Study questions:
A. In the article on Greg Holland's free agency, what ERA did Holland post in his two seasons as Kansas City's closer?
B. Write the next part of the article on Greg Holland's free agency, picking up after its final sentence.

Extract provided:
== Segment start ==

In an article this afternoon, in which he predicted where the remaining top free agents might land, FanRag.com’s Jon Heyman wrote that veteran reliever Greg Holland, who’s still recovering from surgery on his right elbow, is, as previously reported, “... seeking a two-year deal with a one-year opt-out,” which Heyman added, “... would fit for him as a pitcher returning off a Tommy John surgery and a long rehab.”
Washington’s Nationals, Heyman noted, “... could be a fit for him... as they still seek a closer, and have been known to make late moves (including Max Scherzer two winters ago).”
Heyman added that the Tampa Bay Rays, Colorado Rockies, Cincinnati Reds, Los Angeles Dodgers and Milwaukee Brewers remained as suitors for Holland, “... (though Milwaukee has since signed Neftali Feliz).”
He also noted that Kansas City remains interested in the one-time Royals’ closer, who posted a 1.32 ERA, 193 Ks and 93 saves over 129 1⁄3 IP in two seasons as Kansas City’s ninth-inning option.
Holland saved 32 games in 2015 before he was forced to undergo surgery and missed the entire 2016 season.
Following up on his reporting, Heyman wrote on Twitter Monday night that Holland is reportedly close to making a decision and may have narrowed the field:
things appear to be heating up for greg holland. final 3 teams may be: rockies, nats and a mystery team— Jon Heyman (@JonHeyman) January 24, 2017
Will the Nationals take a risk on the once dominant reliever? Veteran Washington Post columnist Thomas Boswell made the case for the Nationals signing the right-hander in a chat with readers earlier this week:
“The Nats should try hard to sign Greg Holland, coming back from TJ surgery, because he’s been a big-time reliever and will (or won’t) be back at full health by the trade deadline. If he is, problem solved. And you probably sign him for ‘17 and ‘18 too. If he isn’t, you took your high-quality shot — every other closer is gone [Kenley Jansen] or you can’t get them in [a] deal [David Robertson] because you don’t have the trade pieces that are needed.

== Segment end ==

Provided records:

== Segment start ==

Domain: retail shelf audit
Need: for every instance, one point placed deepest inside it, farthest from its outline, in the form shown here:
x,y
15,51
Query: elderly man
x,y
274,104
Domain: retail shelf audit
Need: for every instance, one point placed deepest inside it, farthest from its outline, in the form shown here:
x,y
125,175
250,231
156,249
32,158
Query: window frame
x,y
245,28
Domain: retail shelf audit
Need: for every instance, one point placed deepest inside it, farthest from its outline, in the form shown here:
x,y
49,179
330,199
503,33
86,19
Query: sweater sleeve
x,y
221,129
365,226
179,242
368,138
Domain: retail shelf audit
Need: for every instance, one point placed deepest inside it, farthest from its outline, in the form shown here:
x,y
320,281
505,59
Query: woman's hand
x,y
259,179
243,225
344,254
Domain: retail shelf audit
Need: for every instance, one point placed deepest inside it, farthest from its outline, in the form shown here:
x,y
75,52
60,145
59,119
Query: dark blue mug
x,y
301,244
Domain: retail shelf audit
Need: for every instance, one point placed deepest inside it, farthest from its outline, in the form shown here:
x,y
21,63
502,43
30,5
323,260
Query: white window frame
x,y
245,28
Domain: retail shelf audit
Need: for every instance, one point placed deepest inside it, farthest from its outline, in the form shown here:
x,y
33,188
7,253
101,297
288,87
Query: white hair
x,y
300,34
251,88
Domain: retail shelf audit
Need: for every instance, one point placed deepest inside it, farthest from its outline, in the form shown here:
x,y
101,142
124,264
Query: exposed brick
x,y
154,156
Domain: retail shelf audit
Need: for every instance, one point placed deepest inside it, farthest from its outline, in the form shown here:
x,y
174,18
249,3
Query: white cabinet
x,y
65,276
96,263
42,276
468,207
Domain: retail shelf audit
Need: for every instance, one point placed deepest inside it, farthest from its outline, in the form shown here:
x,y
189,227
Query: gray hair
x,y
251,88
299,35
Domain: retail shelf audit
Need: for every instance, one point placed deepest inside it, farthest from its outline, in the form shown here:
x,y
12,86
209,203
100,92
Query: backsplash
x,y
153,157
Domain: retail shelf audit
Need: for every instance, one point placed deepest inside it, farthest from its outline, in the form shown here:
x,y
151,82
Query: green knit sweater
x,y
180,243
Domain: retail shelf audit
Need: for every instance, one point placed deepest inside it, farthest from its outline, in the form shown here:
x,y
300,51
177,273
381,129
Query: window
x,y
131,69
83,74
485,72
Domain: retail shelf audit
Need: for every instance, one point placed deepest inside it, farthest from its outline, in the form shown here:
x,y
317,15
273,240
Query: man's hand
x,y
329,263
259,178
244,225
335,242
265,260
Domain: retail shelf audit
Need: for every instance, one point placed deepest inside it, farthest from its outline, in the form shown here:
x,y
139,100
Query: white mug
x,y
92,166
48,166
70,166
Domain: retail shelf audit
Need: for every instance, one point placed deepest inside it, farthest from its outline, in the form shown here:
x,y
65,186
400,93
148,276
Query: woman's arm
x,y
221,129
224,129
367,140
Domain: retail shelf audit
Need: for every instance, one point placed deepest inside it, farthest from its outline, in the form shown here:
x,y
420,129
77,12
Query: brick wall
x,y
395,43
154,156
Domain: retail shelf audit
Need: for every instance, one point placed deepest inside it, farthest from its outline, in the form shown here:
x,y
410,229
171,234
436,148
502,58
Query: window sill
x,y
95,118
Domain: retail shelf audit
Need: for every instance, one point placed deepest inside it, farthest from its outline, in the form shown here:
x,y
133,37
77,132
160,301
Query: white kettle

== Segment end ==

Answers given:
A. 1.32

B.
“ALSO, if Holland isn’t the answer, if his arm blows again or he isn’t effective, you ‘only’ lost some money — in an obvious two-year go-for-it window when you can’t let a little wasted money stop you. THEN you use the trade deadline for Plan B — get the ‘17 equivalent of [Mark] Melancon in ‘16.”
Boswell goes on to argue that the move makes sense, especially when you have in-house options. He uses Blake Treinen as an example, writing that the Nationals could use the sinker-balling right-hander as their closer until Holland is back on the mound and then sort things out. If they need to add an arm, then the Nationals can find one at the trade deadline.
Make sense? Will the Nationals get Holland... or miss out on another reliever in spite of their efforts?